The task> Restate the data word for word and leave the images out.

** BEGIN Supplied information **

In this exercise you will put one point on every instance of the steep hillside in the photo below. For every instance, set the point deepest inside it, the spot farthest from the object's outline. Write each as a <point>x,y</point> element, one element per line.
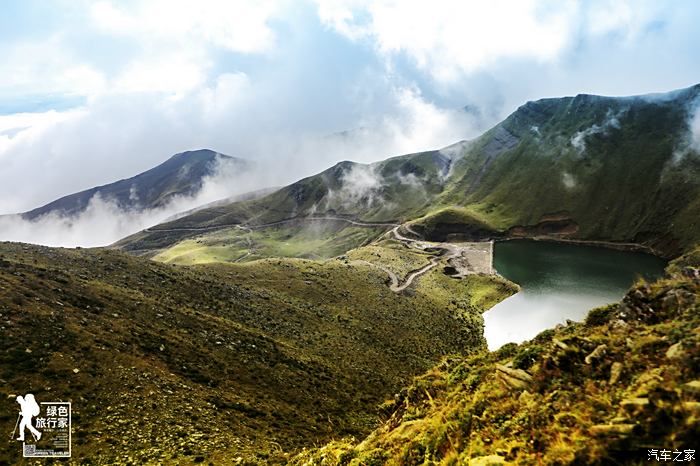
<point>591,168</point>
<point>393,190</point>
<point>220,362</point>
<point>605,391</point>
<point>180,175</point>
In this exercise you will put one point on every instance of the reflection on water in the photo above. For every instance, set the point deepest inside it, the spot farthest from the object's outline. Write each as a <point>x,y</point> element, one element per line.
<point>559,282</point>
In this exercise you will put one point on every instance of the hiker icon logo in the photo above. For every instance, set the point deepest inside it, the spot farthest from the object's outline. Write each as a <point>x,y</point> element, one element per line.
<point>49,426</point>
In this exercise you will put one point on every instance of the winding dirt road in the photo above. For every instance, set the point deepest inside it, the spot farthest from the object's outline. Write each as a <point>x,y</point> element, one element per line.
<point>449,250</point>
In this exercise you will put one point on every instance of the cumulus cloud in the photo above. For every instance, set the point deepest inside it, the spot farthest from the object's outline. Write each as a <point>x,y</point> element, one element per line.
<point>236,25</point>
<point>578,140</point>
<point>451,38</point>
<point>694,126</point>
<point>361,185</point>
<point>103,221</point>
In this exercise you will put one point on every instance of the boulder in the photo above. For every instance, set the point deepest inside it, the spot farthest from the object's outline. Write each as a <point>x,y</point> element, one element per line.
<point>615,372</point>
<point>597,353</point>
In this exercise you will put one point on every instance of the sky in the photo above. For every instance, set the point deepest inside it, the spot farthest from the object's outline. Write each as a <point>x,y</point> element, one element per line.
<point>95,91</point>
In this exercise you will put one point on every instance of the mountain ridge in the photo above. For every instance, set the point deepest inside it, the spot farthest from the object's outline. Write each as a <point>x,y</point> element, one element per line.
<point>609,165</point>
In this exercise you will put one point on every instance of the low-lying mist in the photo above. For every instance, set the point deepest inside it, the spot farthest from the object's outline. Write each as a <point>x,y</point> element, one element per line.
<point>104,221</point>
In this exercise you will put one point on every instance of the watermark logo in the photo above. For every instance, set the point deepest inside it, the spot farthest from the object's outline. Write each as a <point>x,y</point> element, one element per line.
<point>662,455</point>
<point>49,427</point>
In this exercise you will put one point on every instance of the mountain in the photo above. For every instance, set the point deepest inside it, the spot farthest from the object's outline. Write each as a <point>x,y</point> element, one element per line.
<point>178,365</point>
<point>181,175</point>
<point>604,391</point>
<point>619,170</point>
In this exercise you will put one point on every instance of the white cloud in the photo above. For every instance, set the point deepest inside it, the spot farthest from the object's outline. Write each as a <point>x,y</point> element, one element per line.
<point>170,74</point>
<point>612,120</point>
<point>46,67</point>
<point>237,25</point>
<point>103,222</point>
<point>694,125</point>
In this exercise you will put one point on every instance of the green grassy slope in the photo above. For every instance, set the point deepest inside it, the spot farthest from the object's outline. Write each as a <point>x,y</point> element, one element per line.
<point>584,167</point>
<point>181,175</point>
<point>211,363</point>
<point>599,392</point>
<point>394,189</point>
<point>618,168</point>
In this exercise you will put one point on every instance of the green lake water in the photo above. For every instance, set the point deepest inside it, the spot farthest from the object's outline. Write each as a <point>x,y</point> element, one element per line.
<point>559,281</point>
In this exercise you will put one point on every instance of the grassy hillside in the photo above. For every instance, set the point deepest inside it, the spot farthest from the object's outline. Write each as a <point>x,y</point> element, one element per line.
<point>584,167</point>
<point>616,169</point>
<point>214,363</point>
<point>391,190</point>
<point>181,175</point>
<point>599,392</point>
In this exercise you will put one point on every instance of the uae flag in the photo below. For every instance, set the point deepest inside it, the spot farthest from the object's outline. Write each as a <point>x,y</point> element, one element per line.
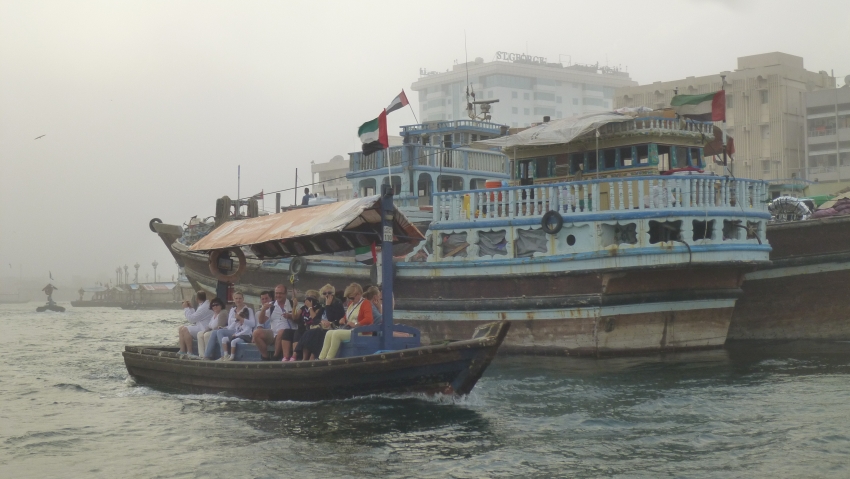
<point>707,107</point>
<point>366,254</point>
<point>398,102</point>
<point>373,134</point>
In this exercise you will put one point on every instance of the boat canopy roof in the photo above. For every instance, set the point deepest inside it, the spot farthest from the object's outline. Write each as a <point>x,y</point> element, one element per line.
<point>557,132</point>
<point>322,229</point>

** END Supplied information **

Exercise response>
In this exercise you will put one point on every instance of the steep hillside in the photo below. For every instance, set the point deepest inside it, the spot farthest from the object's outline. Write each as a <point>x,y</point> element, one element per line.
<point>591,168</point>
<point>393,190</point>
<point>220,362</point>
<point>605,391</point>
<point>180,175</point>
In this exercise you will put one point on every instance of the reflection on water in the photo above. For every instance, set the point deepest inside it, the spot farthest from the object's outline. Write each as a <point>x,y</point> element, one element per line.
<point>559,282</point>
In this exercise you will put one point on every instance of the hiker icon logo in the photo above. For every instance, set the point deepest inside it, the spot farthest from the object's outline. Write each as a <point>x,y</point> element, one element per line.
<point>49,426</point>
In this exercise you will put one point on every instance of the winding dirt road in the photo above. For every instance, set the point deepest inside it, the spot farthest from the object's outline. Write each as a <point>x,y</point> element, one element per line.
<point>449,250</point>
In this exercise you will put one point on every instance of the cumulus cloud in the photo above. For every instance, set the point deepest inside it, the spot farthest from the object's outline. Write each as a <point>x,y</point> element, one element per line.
<point>236,25</point>
<point>578,140</point>
<point>451,38</point>
<point>694,126</point>
<point>361,185</point>
<point>103,221</point>
In this exercise you will put one point on every instance of the boulder in the photo above. For every instance, set the point deepest inside it, the spot farthest from the object's outline. Write each as a <point>x,y</point> element, one element per line.
<point>615,372</point>
<point>597,353</point>
In this exercise you will put one point on every instance of the sky in the photo above. For every instance, set the point deepest inside it, the spot farthest from the object's outline. Write each as a <point>x,y</point> element, one element per line.
<point>95,91</point>
In this exercise you will put one point on every instance of the mountain ridge in the photo above. For every instance, set the point deepest inside it, the spot farthest from the object's outline. Write each as a <point>x,y</point> element, one element per line.
<point>609,165</point>
In this exercise you will put one point on every instance of the low-lying mist in the photo above. For every instance, set the point deepest inside it, the spot farthest from the object's outline. Write each as a <point>x,y</point> element, one element per line.
<point>104,221</point>
In this exercise you will put one point on every instance of the watermark logo in the photo above. For every instance, set the point deepest inside it, the spot farthest from the object's outline. Write each as a <point>x,y</point> element, one element per line.
<point>662,455</point>
<point>49,427</point>
In this exercise you will put one point on every instance of the mountain in the photo above. For every instance, set the point deepest inside it, the spot farthest from the object's outline. Write each as a <point>x,y</point> element, one element per line.
<point>178,365</point>
<point>181,175</point>
<point>604,391</point>
<point>619,170</point>
In this exercise you will put one point on every instance of the white cloud in the photo above. For every instance, set the point deepest inside it, the spot farthest from the object's outline. Write each as a <point>x,y</point> element, one element per line.
<point>170,74</point>
<point>612,120</point>
<point>46,67</point>
<point>237,25</point>
<point>103,222</point>
<point>694,125</point>
In this exercise you will put one point on every instance of the green grassy slope in the photo above. For every instance, set the point deepest inside it, the spot farthest from the object's outline. Write each as a <point>x,y</point> element, one element per line.
<point>584,167</point>
<point>181,175</point>
<point>211,363</point>
<point>599,392</point>
<point>394,189</point>
<point>618,168</point>
In this exercise you will put one point on every instance of the green lake water in the photo above. For every instance, set the point deepest inside it, the spot farthest from the object's outline. Write each as a <point>x,y</point> element, one element per line.
<point>559,281</point>
In this exercise you will put one point on every instance of the grassy hillside in the photo above. For every instance, set the point deepest inside it, the spot farthest from the object's outline. Write each as a <point>x,y</point> element, one element per line.
<point>584,167</point>
<point>616,169</point>
<point>214,363</point>
<point>391,190</point>
<point>181,175</point>
<point>599,392</point>
In this exercise you will put one point on every instance of the uae flag in the photo below. For every instance, set the point deepest inside it, the spot farthest from the object's outline. Write each as a <point>x,y</point> element, one element per line.
<point>707,107</point>
<point>366,254</point>
<point>398,102</point>
<point>373,134</point>
In this exercise you will put one point on every instance of the boat canopy roof in the photo above. For every instance, set the point deepest inside it, the spot farthest from the object's outline. Write each as a <point>x,y</point> element, one element per line.
<point>557,132</point>
<point>322,229</point>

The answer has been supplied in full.